— Start of SUPPLIED RECORDS —

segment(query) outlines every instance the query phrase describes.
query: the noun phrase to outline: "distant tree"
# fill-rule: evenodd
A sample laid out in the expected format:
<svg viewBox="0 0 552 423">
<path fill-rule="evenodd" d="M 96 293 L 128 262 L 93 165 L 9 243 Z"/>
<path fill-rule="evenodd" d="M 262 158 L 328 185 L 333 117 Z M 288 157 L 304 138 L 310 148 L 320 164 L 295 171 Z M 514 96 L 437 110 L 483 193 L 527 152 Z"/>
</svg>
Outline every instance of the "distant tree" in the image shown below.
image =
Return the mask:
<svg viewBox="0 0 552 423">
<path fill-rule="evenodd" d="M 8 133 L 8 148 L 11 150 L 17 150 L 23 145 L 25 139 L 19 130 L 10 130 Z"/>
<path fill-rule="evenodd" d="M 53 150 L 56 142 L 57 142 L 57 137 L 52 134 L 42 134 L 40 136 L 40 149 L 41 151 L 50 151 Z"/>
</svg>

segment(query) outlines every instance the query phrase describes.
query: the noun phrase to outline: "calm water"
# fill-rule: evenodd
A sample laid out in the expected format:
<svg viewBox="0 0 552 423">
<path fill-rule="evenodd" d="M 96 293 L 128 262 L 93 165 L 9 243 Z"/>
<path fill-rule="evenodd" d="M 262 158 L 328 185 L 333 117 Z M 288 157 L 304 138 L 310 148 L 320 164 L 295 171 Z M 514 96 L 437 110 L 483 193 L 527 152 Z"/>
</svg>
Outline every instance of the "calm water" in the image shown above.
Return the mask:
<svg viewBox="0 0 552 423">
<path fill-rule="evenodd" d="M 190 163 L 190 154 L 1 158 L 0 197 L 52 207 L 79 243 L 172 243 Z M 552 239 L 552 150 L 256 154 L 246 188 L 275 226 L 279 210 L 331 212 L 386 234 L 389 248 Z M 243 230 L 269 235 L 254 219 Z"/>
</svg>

— End of SUPPLIED RECORDS —

| REQUIREMENT |
Repeat each record in full; every line must match exactly.

| RESULT FOR THIS EXERCISE |
segment(query) outlines every instance the query phrase describes.
query: the noun phrase to outline: "distant tree"
# fill-rule: evenodd
A sample laid out in the expected format:
<svg viewBox="0 0 552 423">
<path fill-rule="evenodd" d="M 96 293 L 128 262 L 93 165 L 9 243 Z"/>
<path fill-rule="evenodd" d="M 262 158 L 328 185 L 333 117 Z M 288 157 L 304 138 L 310 148 L 320 164 L 295 171 Z M 514 96 L 437 110 L 483 193 L 527 152 Z"/>
</svg>
Outline every instance of the "distant tree" in the image shown below.
image =
Return the mask:
<svg viewBox="0 0 552 423">
<path fill-rule="evenodd" d="M 8 133 L 8 148 L 11 150 L 17 150 L 23 145 L 25 139 L 19 130 L 10 130 Z"/>
<path fill-rule="evenodd" d="M 53 150 L 56 142 L 57 142 L 57 137 L 52 134 L 42 134 L 40 136 L 40 149 L 41 151 L 50 151 Z"/>
</svg>

segment(query) outlines every instance the query phrase describes.
query: the noun phrase to outline: "calm water"
# fill-rule: evenodd
A sample laid out in the expected format:
<svg viewBox="0 0 552 423">
<path fill-rule="evenodd" d="M 96 293 L 128 262 L 93 165 L 9 243 Z"/>
<path fill-rule="evenodd" d="M 262 158 L 328 185 L 333 117 Z M 288 157 L 304 138 L 310 148 L 320 164 L 295 171 Z M 514 96 L 437 110 L 483 193 L 527 152 Z"/>
</svg>
Outline every instance of the "calm water" in the image shown above.
Return the mask:
<svg viewBox="0 0 552 423">
<path fill-rule="evenodd" d="M 190 163 L 190 154 L 1 158 L 0 197 L 52 207 L 79 243 L 172 243 Z M 552 239 L 552 150 L 256 154 L 246 188 L 275 226 L 279 210 L 331 212 L 386 234 L 389 248 Z M 243 230 L 269 235 L 254 219 Z"/>
</svg>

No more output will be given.